## GIVEN EXERCISE
Your task is to write out exactly the lines from the line containing "Point out the patterned" through the end of the records, inclusive at both ends.

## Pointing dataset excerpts
------------------------------------------------

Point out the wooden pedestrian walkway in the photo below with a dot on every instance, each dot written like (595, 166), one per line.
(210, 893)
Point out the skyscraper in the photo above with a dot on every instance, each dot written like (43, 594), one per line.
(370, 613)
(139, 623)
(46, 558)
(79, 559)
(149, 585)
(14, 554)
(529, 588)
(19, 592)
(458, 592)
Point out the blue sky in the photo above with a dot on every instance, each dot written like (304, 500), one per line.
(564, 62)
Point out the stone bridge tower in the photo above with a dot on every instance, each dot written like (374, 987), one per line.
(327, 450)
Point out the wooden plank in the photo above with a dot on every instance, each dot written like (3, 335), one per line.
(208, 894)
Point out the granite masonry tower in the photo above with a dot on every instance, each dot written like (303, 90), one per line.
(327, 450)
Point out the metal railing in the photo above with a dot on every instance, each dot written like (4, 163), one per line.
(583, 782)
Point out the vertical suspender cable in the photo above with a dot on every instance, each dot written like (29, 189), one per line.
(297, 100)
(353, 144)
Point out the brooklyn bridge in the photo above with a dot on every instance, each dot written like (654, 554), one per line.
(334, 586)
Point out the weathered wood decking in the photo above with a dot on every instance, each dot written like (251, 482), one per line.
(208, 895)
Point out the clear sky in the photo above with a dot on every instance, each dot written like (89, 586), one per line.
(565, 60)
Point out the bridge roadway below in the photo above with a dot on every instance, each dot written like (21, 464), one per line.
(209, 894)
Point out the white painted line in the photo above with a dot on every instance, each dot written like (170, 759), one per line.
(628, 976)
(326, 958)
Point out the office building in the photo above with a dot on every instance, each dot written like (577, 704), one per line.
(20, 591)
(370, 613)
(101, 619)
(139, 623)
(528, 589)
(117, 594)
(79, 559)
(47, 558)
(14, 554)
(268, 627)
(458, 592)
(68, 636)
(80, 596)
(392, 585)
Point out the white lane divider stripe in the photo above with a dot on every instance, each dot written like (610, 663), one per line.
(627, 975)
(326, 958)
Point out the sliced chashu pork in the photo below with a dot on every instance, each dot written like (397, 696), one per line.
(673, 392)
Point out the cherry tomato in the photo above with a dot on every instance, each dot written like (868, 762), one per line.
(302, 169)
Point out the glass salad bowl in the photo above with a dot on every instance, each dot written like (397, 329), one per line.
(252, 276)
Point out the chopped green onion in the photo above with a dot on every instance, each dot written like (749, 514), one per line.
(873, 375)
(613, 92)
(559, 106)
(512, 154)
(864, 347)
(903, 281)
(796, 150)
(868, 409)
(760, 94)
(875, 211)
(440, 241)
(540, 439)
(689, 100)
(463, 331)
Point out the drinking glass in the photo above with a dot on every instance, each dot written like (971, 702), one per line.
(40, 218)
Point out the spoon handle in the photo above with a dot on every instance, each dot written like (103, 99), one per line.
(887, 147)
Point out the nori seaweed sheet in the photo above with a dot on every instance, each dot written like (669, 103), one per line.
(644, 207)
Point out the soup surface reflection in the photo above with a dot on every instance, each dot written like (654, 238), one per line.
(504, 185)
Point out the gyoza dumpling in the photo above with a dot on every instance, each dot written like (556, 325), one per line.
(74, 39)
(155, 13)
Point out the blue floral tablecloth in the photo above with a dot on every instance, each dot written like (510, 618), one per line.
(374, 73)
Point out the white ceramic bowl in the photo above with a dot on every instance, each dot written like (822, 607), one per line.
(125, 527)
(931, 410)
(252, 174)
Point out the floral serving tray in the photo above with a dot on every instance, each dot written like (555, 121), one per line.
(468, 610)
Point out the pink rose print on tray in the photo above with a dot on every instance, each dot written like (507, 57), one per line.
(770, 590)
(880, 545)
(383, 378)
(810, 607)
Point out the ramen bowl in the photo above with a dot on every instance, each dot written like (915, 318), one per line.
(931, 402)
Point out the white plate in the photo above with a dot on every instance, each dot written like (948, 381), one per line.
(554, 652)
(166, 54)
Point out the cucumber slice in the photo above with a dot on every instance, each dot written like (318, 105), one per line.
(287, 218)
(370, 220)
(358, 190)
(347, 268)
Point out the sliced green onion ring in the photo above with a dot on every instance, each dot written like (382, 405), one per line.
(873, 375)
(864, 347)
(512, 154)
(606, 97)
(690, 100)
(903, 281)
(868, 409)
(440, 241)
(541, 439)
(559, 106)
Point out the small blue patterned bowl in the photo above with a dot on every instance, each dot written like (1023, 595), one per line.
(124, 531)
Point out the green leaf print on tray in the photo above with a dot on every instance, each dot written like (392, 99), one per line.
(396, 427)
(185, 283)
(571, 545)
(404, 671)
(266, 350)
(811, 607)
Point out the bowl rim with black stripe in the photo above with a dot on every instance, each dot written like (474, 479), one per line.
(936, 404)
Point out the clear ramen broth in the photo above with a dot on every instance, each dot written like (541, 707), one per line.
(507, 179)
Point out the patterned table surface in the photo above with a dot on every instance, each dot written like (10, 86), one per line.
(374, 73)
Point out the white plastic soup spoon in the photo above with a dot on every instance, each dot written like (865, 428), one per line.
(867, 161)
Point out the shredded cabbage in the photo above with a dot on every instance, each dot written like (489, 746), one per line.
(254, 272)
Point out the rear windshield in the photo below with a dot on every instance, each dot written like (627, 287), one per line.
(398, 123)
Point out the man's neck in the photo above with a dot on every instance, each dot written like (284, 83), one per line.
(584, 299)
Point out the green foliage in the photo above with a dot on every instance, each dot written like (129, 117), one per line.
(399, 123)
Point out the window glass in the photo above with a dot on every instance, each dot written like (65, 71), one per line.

------------------------------------------------

## RESULT
Point out the patterned table surface in the photo above with a dot on every instance, each dot written like (10, 86), one per line.
(374, 73)
Point out the white plastic soup spoon in the photo above with a dot on every instance, each dot written like (865, 428), one per line.
(867, 161)
Point out the shredded cabbage in the photo above with a dot on every instance, each dot written like (489, 746), one per line.
(254, 272)
Point out the rear windshield in the photo below with a dot on every instance, each dot written like (627, 287), one per line.
(398, 123)
Point out the man's neck in the photo above with a dot on every instance, each dot written like (284, 83), one per line.
(584, 299)
Point out the green foliage in the photo above with a dot on every instance, each dot written like (129, 117), one per line.
(399, 123)
Point out the window glass in the photo above with a dot on every instance, each dot written like (65, 71), one per line.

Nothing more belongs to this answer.